══ Entries

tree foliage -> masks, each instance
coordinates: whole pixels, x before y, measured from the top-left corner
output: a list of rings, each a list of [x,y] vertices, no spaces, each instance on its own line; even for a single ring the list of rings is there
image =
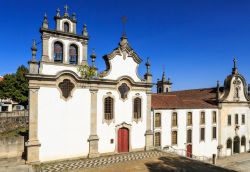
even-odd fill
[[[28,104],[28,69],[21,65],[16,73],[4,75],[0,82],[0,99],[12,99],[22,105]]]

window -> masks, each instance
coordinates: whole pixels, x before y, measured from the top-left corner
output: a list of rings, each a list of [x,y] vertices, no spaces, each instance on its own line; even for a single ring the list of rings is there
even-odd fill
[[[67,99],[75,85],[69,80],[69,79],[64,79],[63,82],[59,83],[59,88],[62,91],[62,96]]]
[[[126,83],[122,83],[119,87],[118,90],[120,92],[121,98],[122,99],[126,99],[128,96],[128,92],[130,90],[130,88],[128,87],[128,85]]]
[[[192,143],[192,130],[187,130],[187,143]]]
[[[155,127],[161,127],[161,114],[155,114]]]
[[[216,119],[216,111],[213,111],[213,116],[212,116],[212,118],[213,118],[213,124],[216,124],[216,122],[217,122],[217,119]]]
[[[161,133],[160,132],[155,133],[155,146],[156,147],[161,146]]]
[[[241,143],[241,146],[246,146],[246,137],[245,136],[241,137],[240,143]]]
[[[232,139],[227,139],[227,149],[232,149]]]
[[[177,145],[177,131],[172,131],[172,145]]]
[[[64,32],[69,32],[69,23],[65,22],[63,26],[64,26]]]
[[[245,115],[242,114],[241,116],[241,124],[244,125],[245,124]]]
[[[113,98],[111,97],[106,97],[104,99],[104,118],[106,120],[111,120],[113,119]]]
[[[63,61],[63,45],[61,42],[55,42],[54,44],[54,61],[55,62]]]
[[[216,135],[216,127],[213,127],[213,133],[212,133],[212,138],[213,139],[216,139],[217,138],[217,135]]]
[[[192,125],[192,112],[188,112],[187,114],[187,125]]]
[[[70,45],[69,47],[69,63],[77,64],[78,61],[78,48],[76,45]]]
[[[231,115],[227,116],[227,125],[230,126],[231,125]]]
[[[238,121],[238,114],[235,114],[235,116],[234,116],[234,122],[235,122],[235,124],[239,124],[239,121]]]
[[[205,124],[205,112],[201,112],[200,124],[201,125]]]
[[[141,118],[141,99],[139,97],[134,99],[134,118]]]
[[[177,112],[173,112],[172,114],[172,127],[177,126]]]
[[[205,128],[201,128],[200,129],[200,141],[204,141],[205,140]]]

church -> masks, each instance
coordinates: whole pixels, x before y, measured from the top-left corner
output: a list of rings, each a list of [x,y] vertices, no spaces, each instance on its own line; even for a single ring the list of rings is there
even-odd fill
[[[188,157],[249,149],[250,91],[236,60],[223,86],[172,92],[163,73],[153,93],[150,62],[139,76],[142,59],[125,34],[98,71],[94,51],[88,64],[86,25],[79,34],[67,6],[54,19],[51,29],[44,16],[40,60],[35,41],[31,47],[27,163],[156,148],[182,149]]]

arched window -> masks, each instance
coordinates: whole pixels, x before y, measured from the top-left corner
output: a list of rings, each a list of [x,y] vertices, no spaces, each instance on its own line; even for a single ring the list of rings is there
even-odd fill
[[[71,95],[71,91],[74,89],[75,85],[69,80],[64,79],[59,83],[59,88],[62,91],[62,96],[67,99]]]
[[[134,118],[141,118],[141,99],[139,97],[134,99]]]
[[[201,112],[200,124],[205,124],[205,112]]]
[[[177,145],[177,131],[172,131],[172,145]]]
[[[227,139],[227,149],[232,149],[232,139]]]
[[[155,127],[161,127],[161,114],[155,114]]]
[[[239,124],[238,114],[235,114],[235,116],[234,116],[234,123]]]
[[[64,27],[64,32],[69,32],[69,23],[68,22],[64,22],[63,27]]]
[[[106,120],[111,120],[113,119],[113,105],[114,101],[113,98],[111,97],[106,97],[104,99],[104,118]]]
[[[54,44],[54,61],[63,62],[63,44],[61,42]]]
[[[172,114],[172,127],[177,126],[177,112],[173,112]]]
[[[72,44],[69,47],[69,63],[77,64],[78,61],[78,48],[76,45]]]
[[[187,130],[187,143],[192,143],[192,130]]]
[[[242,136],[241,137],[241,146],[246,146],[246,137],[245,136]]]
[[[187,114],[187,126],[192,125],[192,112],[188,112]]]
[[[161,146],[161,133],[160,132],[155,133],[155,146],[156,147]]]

════
══ Entries

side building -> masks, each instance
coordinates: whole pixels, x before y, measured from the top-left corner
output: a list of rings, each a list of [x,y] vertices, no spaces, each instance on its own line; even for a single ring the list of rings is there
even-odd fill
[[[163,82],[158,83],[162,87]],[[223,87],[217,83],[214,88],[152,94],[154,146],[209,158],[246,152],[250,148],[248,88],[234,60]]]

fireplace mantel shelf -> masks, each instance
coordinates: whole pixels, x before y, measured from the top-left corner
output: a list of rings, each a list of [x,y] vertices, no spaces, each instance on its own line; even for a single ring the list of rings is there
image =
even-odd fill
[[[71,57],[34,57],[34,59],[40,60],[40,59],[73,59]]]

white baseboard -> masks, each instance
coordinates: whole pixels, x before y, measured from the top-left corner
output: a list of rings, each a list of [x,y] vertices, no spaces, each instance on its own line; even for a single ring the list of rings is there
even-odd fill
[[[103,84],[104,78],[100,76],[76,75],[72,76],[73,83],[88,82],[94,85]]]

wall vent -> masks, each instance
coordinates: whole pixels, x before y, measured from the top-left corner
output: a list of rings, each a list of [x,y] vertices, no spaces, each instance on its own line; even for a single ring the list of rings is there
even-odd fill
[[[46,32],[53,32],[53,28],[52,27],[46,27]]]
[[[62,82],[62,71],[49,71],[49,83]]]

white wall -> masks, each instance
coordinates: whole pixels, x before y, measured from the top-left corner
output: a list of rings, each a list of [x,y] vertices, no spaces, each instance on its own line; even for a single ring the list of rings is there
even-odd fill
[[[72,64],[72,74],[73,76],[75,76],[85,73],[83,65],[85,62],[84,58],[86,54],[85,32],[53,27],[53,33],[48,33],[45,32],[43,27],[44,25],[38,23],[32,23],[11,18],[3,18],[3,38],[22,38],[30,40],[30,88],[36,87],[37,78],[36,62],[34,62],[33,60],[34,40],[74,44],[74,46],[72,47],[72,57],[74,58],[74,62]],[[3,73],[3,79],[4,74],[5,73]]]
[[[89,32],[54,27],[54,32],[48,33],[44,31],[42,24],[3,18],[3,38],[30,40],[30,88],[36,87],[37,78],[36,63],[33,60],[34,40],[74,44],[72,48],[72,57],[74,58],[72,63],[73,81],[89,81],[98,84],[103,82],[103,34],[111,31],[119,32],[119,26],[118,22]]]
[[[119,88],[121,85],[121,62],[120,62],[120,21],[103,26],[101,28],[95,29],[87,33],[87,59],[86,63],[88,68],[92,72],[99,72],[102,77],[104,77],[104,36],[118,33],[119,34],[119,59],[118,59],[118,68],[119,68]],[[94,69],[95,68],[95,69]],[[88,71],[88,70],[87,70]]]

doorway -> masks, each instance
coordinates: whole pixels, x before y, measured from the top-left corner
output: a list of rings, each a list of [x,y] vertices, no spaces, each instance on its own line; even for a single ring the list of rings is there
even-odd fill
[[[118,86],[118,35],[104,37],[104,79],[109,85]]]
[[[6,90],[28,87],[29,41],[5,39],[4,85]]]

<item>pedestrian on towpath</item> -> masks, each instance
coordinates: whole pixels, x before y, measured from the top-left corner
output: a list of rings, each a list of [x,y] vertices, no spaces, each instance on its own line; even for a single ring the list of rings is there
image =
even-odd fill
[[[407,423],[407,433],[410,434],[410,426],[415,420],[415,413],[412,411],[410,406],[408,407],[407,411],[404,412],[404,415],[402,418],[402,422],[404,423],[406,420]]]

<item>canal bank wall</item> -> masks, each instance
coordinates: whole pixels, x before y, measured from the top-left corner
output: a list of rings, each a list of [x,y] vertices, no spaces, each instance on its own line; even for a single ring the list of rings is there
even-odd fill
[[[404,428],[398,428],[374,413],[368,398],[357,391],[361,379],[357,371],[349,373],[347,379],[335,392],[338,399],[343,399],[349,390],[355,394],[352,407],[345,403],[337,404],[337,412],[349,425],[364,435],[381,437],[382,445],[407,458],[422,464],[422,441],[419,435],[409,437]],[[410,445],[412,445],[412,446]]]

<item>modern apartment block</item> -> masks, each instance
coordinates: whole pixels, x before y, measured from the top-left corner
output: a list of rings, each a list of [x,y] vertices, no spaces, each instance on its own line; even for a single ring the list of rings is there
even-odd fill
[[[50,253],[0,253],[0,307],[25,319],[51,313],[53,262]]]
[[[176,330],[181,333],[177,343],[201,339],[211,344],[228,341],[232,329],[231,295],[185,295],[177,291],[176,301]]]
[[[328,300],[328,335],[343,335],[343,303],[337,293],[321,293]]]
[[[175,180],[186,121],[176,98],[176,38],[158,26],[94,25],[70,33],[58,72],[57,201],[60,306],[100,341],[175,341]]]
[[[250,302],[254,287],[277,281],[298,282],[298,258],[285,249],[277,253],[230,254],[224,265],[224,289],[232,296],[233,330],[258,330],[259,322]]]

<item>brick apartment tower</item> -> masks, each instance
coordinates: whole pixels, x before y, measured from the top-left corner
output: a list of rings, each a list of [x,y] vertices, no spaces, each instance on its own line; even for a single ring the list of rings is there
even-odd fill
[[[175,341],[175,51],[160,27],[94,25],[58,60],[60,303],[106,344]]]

════

Work to complete:
Please reproduce every line between the lines holding "doorway -> masks, each instance" and "[[[6,90],[28,87],[29,41],[5,39],[4,85]]]", inclusive, request lines included, offsetting each vertex coordinate in the outline answers by -142.

Finished answer:
doorway -> masks, each instance
coordinates: whole pixels, x before y, measured from the top-left corner
output: a list of rings, each a list of [x,y] vertices, no spaces, each instance on its own line; even for a single ring the list of rings is there
even-odd fill
[[[-24,-56],[-24,-107],[-38,-105],[-38,-63],[-33,-57]]]
[[[-136,-52],[-114,-55],[-113,-101],[-137,-103],[-138,-57]]]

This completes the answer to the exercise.